* [THINGS TO DO]:
**1.** Answer each question from the glasses-case turning instructions:
(a) Which woods are named as stronger woods that allow thinner walls?
(b) What diameter of bit was used to drill out the slip-on cap?
(c) About how long and how wide should each tenon be?
**2.** For each statement, decide whether the glasses-case turning instructions support it. Answer yes or no, and quote the words that settle it.
(a) The wood should be on the wetter side.
(b) A scroll chuck with a small set of jaws holds the wood for drilling.
(c) The shoulders of the tenons should be flat.
**3.** Carry on the glasses-case turning instructions from where they stop.

* [DOCUMENT SEGMENT]:
========

A 1-1/2″ square by 9″ to 10″ long block of wood should be more than adequate, although the glasses’ size is the ultimate determinant (the glasses shown here measure 11/16″ x 3/4″ x 5-3/8″). Almost any wood will work, but stronger woods such as maple, cherry, cocobolo, purpleheart, goncalo alves and boxwood will allow creating thinner walls. Make sure the wood is at the drier end of the spectrum.

A spindle roughing gouge, a spindle/detail gouge, a parting tool, a thin-kerf parting tool and a skew chisel will suffice for turning. You’ll need a scroll chuck equipped with a small set of jaws to hold the wood for drilling. You’ll also need two high-speed steel or carbide Forstner-style drill bits. An extension to allow drilling deep holes and an adaptor/holder with a #2 Morse taper end, designed to mount in the tailstock quill, can be purchased with the bits. The glasses and the wall thickness of the case determine the bit sizes. For the glasses shown here, I used a 1-1/16″ dia. bit to drill out the case’s slip-on cap and a 13/16″ dia. bit to drill out its base.

Determine the proportions

1. Start by cutting tenons on both ends of the blank. These tenons will be used later, when the cap and base pieces are drilled out.

Mount the blank between centers and knock down the corners using the spindle roughing gouge. Then turn tenons at both ends (Photo 1). These tenons will be used later, to mount the cap and base blanks in the scroll chuck. The tenons should be about 3/4″ long and about 1″ in diameter, and their shoulders should be slightly concave.

========

* [SUPPLIED MATERIAL]:
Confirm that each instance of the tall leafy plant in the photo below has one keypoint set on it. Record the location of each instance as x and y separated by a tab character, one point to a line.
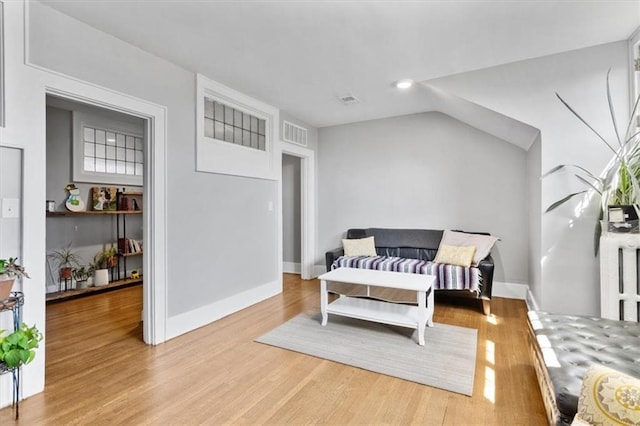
618	183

========

* [ANSWERS TO THE TASKS]:
**1.**
(a) Maple, cherry, cocobolo, purpleheart, goncalo alves and boxwood.
(b) A 1-1/16″ diameter bit.
(c) About 3/4″ long and about 1″ in diameter.

**2.**
(a) No: "Make sure the wood is at the drier end of the spectrum."
(b) Yes: "You’ll need a scroll chuck equipped with a small set of jaws to hold the wood for drilling."
(c) No: "their shoulders should be slightly concave."

**3.**
Lay out the base and cap on the blank. Their overall lengths depend on the depth of the holes drilled in them. Use your glasses and the overlap of the friction-fit joint to calculate the depth of these holes. I normally allow 3/4″ for the joint on both parts (the tenon is on the base; the mortise is in the cap), and I drill into the base far enough to house the glasses by about two-thirds their length, so they won’t easily fall out when the cap is removed. For the glasses shown here, I drilled a 3-3/4″ deep hole in the base and a 2-1/2″ deep hole in the cap.

The overall lengths of each part must be longer than the drilled holes, of course—by at least 1/4″. Decide which end of the blank will be the cap and which will be the base. When you mark the dividing line on the blank, allow about 1/2″ additional length on both parts for shaping their ends, finish sanding and parting off.

2. Separate the cap from the base by cutting in with a parting tool. Stop just before cutting through. Then twist the blank to break the pieces apart.

Use a parting tool to separate the cap and the base (Photo 2). Although not essential, a thin-kerf parting tool minimizes the wood loss, resulting in a slightly better grain match between these two parts on the completed case.

Drill the holes

3. Drill out the cap with a Forstner bit attached to an extension for deep drilling and an adaptor for mounting in the tailstock. Slowly advance the tailstock to move the bit into the spinning blank.

It’s much easier to fit the tenon on the base to the hole in the cap than vice versa, so start with the cap. Mount the cap blank in the small jaws of the scroll chuck. Then lightly face off the end with a parting tool or skew chisel—this makes it easier to center the drill bit. Drilling holes on the lathe is different than ordinary drilling because the workpiece rotates instead of the bit.

4. Face off the cap’s rim by scraping with the skew chisel. The rim must be flat or taper slightly to the inside. Mark the depth of the drilled hole on the blank.

Mount the large Forstner bit and its extension in the tailstock quill, using the Morse taper adaptor or a Jacobs-style chuck. Then drill into the cap by slowly advancing the bit (Photo 3).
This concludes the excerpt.